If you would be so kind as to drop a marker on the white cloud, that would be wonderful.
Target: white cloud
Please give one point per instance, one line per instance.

==

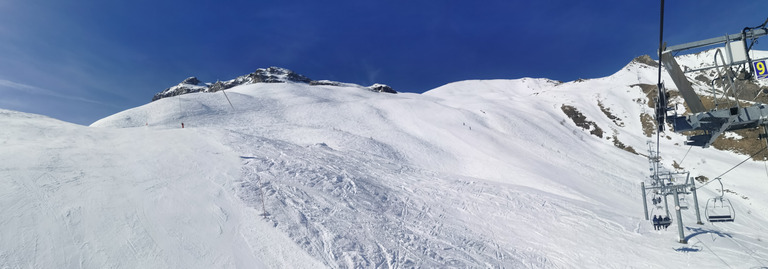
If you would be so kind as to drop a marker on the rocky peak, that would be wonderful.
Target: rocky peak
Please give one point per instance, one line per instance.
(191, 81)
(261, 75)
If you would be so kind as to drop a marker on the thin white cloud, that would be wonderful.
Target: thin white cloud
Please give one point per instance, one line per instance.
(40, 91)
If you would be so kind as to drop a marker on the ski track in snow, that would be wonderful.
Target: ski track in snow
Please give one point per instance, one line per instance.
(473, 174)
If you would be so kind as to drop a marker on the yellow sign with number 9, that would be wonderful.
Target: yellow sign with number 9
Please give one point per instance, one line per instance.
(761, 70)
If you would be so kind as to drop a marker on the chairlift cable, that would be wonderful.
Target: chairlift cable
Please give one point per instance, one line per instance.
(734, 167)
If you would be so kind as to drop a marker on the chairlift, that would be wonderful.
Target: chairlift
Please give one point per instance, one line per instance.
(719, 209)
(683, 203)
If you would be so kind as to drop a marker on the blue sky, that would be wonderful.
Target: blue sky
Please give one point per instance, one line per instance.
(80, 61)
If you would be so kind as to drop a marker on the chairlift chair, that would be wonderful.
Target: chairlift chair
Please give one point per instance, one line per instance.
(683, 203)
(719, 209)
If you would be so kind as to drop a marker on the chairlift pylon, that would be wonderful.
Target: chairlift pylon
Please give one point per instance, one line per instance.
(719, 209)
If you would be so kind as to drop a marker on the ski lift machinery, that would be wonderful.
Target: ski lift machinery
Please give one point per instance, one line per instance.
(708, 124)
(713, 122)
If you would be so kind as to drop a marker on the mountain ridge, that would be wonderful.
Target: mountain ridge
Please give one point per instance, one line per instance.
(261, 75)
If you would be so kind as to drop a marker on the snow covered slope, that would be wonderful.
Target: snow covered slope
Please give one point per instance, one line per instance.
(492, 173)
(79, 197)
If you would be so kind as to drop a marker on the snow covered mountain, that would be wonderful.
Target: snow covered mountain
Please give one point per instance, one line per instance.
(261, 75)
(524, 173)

---

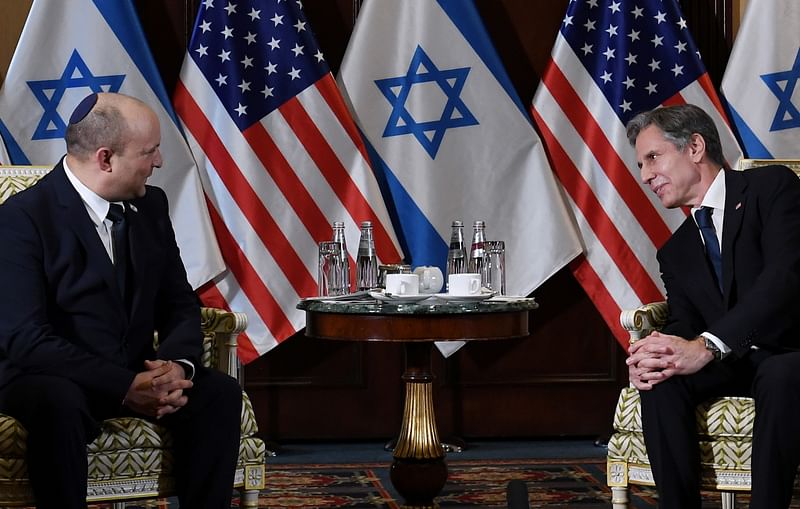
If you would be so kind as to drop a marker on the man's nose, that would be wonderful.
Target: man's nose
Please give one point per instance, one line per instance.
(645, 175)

Written instruction
Please state how many lines in the items above contain the string "chairlift", with case counting. Give only the number.

Answer to this exercise
8